> **GIVEN TASK**
Retype the records that come next, word for word.
########################################
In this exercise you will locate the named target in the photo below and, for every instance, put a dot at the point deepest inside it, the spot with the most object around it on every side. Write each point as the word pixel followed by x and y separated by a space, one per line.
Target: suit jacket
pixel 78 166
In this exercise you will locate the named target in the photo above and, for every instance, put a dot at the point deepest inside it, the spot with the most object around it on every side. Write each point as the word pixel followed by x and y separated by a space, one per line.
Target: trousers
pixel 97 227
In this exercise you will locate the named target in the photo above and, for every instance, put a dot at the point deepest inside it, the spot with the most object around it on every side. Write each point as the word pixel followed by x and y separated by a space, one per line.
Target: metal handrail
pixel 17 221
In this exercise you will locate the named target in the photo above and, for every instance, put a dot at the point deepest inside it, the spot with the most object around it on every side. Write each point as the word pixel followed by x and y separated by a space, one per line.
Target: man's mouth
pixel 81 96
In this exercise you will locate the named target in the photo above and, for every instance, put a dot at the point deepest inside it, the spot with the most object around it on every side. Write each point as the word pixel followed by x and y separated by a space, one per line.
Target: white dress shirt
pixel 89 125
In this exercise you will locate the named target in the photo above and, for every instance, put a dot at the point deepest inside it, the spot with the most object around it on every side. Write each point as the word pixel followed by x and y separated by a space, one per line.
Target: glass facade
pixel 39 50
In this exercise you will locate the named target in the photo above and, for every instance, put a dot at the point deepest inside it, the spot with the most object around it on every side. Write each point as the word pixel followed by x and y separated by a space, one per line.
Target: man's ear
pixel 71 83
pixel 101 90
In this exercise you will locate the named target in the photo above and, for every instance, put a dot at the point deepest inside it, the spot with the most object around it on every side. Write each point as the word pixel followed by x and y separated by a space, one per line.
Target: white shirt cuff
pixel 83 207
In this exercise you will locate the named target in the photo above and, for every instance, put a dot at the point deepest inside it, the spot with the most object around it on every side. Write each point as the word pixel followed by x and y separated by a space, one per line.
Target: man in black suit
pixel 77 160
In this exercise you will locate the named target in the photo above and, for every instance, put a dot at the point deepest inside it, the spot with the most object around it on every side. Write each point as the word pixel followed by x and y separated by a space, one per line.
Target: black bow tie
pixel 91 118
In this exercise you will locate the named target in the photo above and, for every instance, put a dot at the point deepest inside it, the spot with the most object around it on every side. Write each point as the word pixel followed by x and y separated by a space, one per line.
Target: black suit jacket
########################################
> **WORKED SOLUTION**
In this exercise you will locate the named target in the photo below and, for every instance, put a dot at the point deepest inside it, the spot with the most object around it on every side. Write each point as the word pixel followed by x and y separated by a space, one per line.
Target: suit jacket
pixel 78 166
In this exercise you will locate the named target in the photo above and, for every instance, put a dot at the point deepest inside it, the spot with the most object around it on every side. Write each point as the word pixel followed by x and y separated by a space, one per line.
Target: trousers
pixel 97 227
In this exercise you will locate the named target in the photo above and, for every instance, put a dot at the point deepest inside it, the spot with the most object around it on every side. Write each point as the word pixel followed by x and y separated by a space, one per line.
Target: metal handrail
pixel 17 221
In this exercise you will locate the named target in the photo above and, for every instance, put a dot at the point deepest inside it, the spot with the most object around it on every side. Write each point as the word pixel followed by x and y separated by a space, one per line.
Target: man's mouth
pixel 81 96
In this exercise you will locate the named target in the photo above and, for every instance, put a dot at the point deepest inside it, the spot with the most object around it on every side. Write each point as the word pixel followed by x and y separated by a space, one per line.
Target: white dress shirt
pixel 89 125
In this exercise you will locate the named target in the photo above and, for every instance, put a dot at the point deepest inside it, the spot with the most object around it on every side. Write each point as the word pixel followed by x and y separated by a space, one per line.
Target: glass facade
pixel 39 50
In this exercise you will locate the named target in the photo above and, for every instance, put a dot at the point deepest inside it, the spot with the most object around it on every side. Write each point as the word pixel followed by x and y separated by a space, one per line.
Target: man's ear
pixel 71 83
pixel 101 90
In this exercise you will locate the named target in the photo above and, for every instance, put a dot at the point deepest inside it, the spot with the most object around it on every side. Write each point as the word pixel followed by x and y separated by a space, one per line.
Target: white shirt cuff
pixel 83 207
In this exercise you will locate the named target in the photo above and, for every instance, put a dot at the point deepest inside it, the spot with the most object around it on every side. Write each point as the word pixel followed by x and y separated by a space, one per line.
Target: man in black suit
pixel 77 160
In this exercise you will locate the named target in the photo above and, for every instance, put a dot at the point deepest inside it, the spot with the most object around it on every side. Write each point as the word pixel followed by x and y separated by a space, one per line.
Target: black bow tie
pixel 91 118
In this exercise you will locate the named target in the photo above and, for every instance, put a dot at the point deepest inside it, the spot with the most object around it on every side. Write each point as the word pixel followed by x and y separated by a space, one per line.
Target: black suit jacket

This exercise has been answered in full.